- Point labeling examples -
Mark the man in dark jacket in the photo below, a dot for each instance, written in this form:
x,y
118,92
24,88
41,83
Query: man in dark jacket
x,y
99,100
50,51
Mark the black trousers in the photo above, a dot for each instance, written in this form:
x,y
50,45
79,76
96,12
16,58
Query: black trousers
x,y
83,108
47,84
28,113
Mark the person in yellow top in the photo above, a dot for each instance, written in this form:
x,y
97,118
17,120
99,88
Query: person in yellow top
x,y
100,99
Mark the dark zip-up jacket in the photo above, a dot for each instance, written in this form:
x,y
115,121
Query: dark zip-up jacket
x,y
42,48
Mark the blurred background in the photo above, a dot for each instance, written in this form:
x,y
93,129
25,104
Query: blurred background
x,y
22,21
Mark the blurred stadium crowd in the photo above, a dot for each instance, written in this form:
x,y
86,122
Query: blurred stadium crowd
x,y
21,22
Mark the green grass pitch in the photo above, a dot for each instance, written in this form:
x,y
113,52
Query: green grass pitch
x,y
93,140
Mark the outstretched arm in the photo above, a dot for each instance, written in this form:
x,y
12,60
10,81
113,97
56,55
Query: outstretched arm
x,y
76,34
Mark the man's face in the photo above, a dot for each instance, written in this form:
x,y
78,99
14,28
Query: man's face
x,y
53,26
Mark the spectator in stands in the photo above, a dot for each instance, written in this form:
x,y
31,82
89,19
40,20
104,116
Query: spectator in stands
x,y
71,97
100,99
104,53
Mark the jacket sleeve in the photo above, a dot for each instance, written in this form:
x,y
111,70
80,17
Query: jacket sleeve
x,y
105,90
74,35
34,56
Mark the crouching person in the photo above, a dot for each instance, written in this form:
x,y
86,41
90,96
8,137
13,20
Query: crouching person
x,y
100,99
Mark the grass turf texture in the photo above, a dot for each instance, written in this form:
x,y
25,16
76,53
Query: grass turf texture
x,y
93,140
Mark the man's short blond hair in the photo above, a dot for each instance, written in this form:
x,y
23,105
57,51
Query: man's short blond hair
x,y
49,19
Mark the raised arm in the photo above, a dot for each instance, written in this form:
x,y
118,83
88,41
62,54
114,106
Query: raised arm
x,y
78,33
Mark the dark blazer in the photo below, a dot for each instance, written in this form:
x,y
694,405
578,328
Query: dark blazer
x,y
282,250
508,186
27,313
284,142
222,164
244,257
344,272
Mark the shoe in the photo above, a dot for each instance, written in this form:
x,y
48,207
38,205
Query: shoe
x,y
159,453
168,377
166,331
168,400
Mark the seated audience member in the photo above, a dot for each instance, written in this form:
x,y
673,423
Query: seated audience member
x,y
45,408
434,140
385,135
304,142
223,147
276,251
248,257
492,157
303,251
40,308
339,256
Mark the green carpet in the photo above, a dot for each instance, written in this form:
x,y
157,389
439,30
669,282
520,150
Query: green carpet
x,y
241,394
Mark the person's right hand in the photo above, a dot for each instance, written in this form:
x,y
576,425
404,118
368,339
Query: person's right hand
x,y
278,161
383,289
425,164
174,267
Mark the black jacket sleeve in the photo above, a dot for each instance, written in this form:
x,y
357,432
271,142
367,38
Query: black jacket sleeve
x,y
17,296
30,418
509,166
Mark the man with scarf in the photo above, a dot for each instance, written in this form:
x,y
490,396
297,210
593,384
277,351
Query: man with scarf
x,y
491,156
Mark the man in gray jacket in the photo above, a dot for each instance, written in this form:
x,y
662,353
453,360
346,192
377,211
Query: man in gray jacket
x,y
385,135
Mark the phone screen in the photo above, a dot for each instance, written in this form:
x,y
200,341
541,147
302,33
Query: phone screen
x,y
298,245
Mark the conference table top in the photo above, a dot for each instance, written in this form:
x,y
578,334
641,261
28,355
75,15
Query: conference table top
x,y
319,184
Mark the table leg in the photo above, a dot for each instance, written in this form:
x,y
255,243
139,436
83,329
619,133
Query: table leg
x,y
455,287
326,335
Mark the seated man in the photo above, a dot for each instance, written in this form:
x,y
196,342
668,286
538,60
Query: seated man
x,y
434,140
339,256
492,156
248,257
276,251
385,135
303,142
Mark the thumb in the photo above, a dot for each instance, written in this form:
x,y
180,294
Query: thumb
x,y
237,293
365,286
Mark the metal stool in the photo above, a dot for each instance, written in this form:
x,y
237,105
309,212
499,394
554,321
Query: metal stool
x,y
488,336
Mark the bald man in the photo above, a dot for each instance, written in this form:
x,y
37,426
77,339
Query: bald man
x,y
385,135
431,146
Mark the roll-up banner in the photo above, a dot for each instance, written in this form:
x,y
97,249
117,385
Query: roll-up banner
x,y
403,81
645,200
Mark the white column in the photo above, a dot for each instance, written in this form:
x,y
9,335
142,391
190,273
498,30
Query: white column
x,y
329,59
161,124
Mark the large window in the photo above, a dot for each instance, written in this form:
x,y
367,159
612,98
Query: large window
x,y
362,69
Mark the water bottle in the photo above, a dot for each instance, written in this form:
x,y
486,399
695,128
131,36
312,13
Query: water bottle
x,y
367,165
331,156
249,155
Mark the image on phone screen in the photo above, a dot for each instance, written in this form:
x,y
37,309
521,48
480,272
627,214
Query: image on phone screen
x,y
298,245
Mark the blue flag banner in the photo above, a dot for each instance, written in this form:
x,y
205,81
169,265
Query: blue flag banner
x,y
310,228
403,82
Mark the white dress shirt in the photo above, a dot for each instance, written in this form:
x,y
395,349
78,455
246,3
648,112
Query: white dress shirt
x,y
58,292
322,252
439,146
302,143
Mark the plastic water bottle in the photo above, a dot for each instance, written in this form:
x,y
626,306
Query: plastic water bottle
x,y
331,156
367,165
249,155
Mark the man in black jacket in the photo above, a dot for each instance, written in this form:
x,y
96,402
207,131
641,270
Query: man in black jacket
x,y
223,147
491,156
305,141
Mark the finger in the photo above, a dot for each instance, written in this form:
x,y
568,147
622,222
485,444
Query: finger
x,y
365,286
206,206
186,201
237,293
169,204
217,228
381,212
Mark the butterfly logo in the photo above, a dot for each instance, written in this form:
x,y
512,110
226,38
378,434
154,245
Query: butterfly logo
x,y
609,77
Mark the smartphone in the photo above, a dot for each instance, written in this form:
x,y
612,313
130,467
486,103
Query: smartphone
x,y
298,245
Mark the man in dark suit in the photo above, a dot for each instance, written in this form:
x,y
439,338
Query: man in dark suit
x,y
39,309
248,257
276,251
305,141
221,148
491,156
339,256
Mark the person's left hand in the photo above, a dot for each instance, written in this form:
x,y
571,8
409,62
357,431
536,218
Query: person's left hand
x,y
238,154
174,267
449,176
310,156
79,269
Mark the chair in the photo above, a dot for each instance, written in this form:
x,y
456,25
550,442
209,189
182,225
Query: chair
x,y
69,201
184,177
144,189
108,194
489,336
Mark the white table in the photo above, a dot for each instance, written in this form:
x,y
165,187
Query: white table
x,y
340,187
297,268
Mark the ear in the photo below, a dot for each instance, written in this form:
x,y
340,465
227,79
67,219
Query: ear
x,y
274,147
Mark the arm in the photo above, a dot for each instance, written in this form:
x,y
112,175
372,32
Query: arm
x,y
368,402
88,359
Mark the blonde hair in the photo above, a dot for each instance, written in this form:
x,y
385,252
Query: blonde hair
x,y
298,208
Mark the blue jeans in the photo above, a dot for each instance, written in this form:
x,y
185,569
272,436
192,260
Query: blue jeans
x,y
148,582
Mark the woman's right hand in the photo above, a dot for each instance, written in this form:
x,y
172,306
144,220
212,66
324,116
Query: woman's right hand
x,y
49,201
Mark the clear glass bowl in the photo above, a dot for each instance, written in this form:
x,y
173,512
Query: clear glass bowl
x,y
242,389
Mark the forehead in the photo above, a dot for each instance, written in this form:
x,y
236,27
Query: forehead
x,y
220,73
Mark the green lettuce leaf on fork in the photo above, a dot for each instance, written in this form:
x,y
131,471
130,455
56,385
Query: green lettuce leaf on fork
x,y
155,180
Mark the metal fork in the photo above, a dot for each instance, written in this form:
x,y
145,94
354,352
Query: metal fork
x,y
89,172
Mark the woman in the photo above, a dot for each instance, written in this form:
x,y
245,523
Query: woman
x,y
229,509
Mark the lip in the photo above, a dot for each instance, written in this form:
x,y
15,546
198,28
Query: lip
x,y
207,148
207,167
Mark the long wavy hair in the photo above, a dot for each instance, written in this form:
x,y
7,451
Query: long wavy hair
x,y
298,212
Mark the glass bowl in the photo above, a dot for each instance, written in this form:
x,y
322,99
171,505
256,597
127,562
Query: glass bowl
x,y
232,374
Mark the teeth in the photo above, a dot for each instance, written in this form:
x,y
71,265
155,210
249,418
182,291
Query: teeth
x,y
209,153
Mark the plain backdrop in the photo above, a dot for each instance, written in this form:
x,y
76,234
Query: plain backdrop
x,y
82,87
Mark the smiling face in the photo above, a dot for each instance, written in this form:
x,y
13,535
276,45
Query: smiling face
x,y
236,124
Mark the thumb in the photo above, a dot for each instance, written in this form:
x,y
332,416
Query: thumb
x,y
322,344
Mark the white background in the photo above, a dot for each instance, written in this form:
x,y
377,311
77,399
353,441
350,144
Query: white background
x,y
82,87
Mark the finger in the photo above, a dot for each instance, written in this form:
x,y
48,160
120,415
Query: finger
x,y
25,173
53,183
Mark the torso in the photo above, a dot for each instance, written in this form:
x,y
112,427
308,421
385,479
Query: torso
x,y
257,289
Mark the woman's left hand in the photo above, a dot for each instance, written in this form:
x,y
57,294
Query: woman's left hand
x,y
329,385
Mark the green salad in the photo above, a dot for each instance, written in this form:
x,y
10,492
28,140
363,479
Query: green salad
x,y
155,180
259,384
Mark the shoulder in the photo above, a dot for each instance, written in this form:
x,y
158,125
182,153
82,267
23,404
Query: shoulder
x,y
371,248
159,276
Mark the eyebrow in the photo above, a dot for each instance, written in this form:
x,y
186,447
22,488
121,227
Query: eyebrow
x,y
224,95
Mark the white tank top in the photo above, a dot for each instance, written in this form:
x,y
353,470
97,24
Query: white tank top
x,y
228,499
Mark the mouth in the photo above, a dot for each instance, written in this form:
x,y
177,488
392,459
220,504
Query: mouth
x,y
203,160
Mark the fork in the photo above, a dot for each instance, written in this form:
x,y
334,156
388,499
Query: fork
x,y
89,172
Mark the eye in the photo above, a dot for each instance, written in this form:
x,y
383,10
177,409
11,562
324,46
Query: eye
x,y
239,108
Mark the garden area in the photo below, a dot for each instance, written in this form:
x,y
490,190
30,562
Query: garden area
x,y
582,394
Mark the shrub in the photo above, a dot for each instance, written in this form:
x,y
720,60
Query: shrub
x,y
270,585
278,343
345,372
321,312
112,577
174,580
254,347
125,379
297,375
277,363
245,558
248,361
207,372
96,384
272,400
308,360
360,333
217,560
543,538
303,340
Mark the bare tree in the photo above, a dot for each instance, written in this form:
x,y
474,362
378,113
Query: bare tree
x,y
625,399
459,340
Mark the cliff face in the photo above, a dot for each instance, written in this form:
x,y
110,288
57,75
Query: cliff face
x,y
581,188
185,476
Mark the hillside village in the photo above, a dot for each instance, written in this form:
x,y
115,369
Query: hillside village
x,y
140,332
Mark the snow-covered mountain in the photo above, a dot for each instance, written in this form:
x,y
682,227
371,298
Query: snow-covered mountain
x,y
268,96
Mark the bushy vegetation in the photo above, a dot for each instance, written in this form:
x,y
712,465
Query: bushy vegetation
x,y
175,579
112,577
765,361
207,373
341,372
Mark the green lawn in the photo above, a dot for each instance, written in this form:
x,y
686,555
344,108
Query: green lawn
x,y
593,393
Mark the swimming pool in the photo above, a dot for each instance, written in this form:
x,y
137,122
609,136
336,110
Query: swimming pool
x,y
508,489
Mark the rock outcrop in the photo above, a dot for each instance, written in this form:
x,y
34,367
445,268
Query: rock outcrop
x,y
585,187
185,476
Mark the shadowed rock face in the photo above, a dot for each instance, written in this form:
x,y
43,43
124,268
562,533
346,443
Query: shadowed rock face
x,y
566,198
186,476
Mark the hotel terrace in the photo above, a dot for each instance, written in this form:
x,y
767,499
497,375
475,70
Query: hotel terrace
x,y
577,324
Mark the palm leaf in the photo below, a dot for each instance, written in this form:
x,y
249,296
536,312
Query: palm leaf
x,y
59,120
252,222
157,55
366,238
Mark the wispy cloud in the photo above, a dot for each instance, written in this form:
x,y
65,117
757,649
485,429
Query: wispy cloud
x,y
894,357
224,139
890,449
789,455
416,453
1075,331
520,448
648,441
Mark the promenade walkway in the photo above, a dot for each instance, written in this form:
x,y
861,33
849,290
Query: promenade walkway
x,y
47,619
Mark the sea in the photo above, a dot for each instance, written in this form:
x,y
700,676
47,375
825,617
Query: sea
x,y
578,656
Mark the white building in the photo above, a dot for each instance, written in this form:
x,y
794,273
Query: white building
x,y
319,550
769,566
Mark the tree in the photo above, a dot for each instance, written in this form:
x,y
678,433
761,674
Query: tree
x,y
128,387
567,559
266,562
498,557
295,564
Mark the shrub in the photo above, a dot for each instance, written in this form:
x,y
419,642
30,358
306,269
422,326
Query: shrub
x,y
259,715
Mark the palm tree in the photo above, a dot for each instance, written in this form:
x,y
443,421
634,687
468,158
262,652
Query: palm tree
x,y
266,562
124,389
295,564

- WHAT IS BEING ASKED -
Exactly and exclusively, repeat the lines from the line that contains "Mark the hotel" through the end of the records, both ends included.

- TASK RESPONSE -
Mark the hotel terrace in the photo above, a dot for each instance, written in this form:
x,y
767,499
497,375
475,70
Query: hotel terrace
x,y
577,324
Mark the palm leaf in the photo below, a dot for each instance, written in this form:
x,y
249,296
536,312
Query: palm leaf
x,y
59,120
252,222
157,55
366,238
Mark the wispy cloud in the photo above, a dot for each instance, written in this form:
x,y
65,117
757,649
485,429
Query: wispy cloud
x,y
894,357
224,139
890,449
789,455
416,453
1075,331
520,448
648,441
Mark the promenade walkway in the photo above, a dot for each instance, written in this form:
x,y
861,33
849,290
Query: promenade walkway
x,y
47,619
Mark the sea in the photo above, a dot for each instance, written in this form:
x,y
700,676
47,375
825,617
Query: sea
x,y
578,656
Mark the white building in the photo above, a dot for each instance, written in this form:
x,y
794,273
Query: white building
x,y
319,550
769,566
Mark the tree in the photo above, a dot for each instance, written in this form:
x,y
678,433
761,674
Query: tree
x,y
128,387
567,559
266,562
498,557
295,564
Mark the shrub in the photo above, a dot for each instance, written in this form:
x,y
419,642
30,358
306,269
422,326
Query: shrub
x,y
259,715
Mark the palm tree in the photo above, a dot for each instance, written in this form:
x,y
443,421
634,687
468,158
262,652
Query: palm tree
x,y
266,562
124,389
295,564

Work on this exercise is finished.